● Challenge
Copy the following lines word for word.

● Material for this exercise
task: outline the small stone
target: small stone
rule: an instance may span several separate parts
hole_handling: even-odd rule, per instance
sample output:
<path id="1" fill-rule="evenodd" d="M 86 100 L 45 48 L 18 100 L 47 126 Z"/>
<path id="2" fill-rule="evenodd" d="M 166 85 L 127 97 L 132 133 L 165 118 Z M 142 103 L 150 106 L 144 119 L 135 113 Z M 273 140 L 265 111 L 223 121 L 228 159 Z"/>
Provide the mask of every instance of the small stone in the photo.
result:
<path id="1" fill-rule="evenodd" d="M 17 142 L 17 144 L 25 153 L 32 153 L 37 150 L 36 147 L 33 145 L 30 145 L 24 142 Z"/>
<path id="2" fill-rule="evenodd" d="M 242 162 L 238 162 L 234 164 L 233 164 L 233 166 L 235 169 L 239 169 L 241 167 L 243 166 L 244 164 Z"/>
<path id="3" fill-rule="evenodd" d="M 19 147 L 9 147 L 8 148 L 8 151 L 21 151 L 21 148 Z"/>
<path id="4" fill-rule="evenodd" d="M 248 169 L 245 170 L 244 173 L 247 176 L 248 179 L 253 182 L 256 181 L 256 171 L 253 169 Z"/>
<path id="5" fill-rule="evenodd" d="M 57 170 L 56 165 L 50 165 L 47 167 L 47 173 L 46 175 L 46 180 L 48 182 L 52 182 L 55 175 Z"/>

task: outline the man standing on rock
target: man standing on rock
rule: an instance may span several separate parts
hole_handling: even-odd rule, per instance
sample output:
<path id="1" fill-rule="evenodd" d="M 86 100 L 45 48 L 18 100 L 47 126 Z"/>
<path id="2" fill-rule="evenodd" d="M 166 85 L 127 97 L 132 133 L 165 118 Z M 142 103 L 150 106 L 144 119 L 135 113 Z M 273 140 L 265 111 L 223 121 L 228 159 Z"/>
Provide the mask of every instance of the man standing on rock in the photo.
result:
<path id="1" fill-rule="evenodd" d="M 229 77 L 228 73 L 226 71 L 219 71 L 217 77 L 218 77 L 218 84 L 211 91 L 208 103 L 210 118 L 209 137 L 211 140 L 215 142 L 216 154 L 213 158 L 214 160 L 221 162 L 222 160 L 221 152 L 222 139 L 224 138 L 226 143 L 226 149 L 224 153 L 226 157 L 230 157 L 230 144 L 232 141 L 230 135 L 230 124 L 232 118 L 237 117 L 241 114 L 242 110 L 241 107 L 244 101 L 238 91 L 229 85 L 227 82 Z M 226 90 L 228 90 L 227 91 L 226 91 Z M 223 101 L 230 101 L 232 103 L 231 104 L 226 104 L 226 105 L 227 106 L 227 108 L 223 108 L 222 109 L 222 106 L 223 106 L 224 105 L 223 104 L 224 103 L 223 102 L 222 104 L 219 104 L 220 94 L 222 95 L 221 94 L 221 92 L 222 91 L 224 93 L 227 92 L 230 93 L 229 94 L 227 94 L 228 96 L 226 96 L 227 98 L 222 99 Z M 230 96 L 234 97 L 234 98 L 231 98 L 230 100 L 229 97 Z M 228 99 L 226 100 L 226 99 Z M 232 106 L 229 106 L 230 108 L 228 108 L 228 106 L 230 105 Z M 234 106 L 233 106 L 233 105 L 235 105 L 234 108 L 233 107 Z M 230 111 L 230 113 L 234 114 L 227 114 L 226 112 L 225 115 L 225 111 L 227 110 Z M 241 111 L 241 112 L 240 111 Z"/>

● Task solution
task: outline the small stone
target: small stone
rule: an instance may span several separate parts
hole_handling: even-odd rule, per instance
sample output:
<path id="1" fill-rule="evenodd" d="M 86 100 L 45 48 L 18 100 L 47 126 Z"/>
<path id="2" fill-rule="evenodd" d="M 166 85 L 127 97 L 132 133 L 165 118 Z M 142 103 L 150 106 L 144 119 L 135 113 Z M 273 140 L 265 111 L 223 121 L 228 159 Z"/>
Provide the mask of every instance of the small stone in the photo.
result:
<path id="1" fill-rule="evenodd" d="M 17 142 L 17 144 L 25 153 L 32 153 L 37 150 L 36 147 L 33 145 L 30 145 L 24 142 Z"/>
<path id="2" fill-rule="evenodd" d="M 242 162 L 238 162 L 234 164 L 233 164 L 233 166 L 235 169 L 239 169 L 241 167 L 243 166 L 244 164 Z"/>
<path id="3" fill-rule="evenodd" d="M 19 147 L 9 147 L 8 148 L 8 151 L 21 151 L 21 148 Z"/>
<path id="4" fill-rule="evenodd" d="M 248 169 L 245 170 L 244 173 L 247 176 L 248 179 L 253 182 L 256 181 L 256 171 L 253 169 Z"/>
<path id="5" fill-rule="evenodd" d="M 57 170 L 56 165 L 50 165 L 47 167 L 47 173 L 46 175 L 46 180 L 48 182 L 52 182 L 55 175 Z"/>

task: outline the man standing on rock
target: man standing on rock
rule: an instance may span several separate parts
hole_handling: even-odd rule, per instance
sample output:
<path id="1" fill-rule="evenodd" d="M 86 100 L 45 48 L 18 100 L 47 126 Z"/>
<path id="2" fill-rule="evenodd" d="M 166 85 L 127 97 L 132 133 L 165 118 Z M 142 103 L 150 106 L 144 119 L 135 113 Z M 273 140 L 265 111 L 223 121 L 228 159 Z"/>
Provide the mask of every instance of the man standing on rock in the photo.
result:
<path id="1" fill-rule="evenodd" d="M 229 77 L 228 73 L 226 71 L 219 71 L 217 77 L 218 77 L 218 84 L 211 91 L 208 103 L 210 118 L 209 137 L 211 140 L 215 142 L 216 154 L 213 158 L 214 160 L 221 162 L 222 160 L 221 152 L 222 139 L 224 138 L 226 143 L 226 149 L 224 153 L 226 157 L 230 157 L 230 144 L 232 141 L 230 135 L 230 124 L 232 118 L 237 117 L 241 114 L 242 110 L 241 107 L 244 101 L 238 91 L 229 85 L 227 82 Z M 226 90 L 228 90 L 227 91 L 226 91 Z M 223 101 L 230 101 L 232 103 L 231 104 L 226 104 L 226 105 L 227 106 L 227 108 L 223 108 L 222 109 L 222 106 L 223 106 L 224 105 L 223 104 L 224 103 L 223 102 L 222 104 L 219 104 L 220 94 L 222 95 L 221 94 L 221 92 L 222 91 L 224 93 L 227 92 L 230 93 L 229 94 L 227 94 L 228 96 L 226 96 L 227 98 L 222 99 Z M 230 96 L 234 97 L 234 98 L 231 98 L 230 100 L 229 97 Z M 228 99 L 226 100 L 226 99 Z M 232 106 L 229 106 L 230 108 L 228 108 L 228 106 L 230 105 Z M 234 106 L 233 106 L 233 105 L 235 105 L 234 108 L 233 107 Z M 230 111 L 230 113 L 234 114 L 227 114 L 226 112 L 225 115 L 225 111 L 227 110 Z M 241 111 L 241 112 L 240 111 Z"/>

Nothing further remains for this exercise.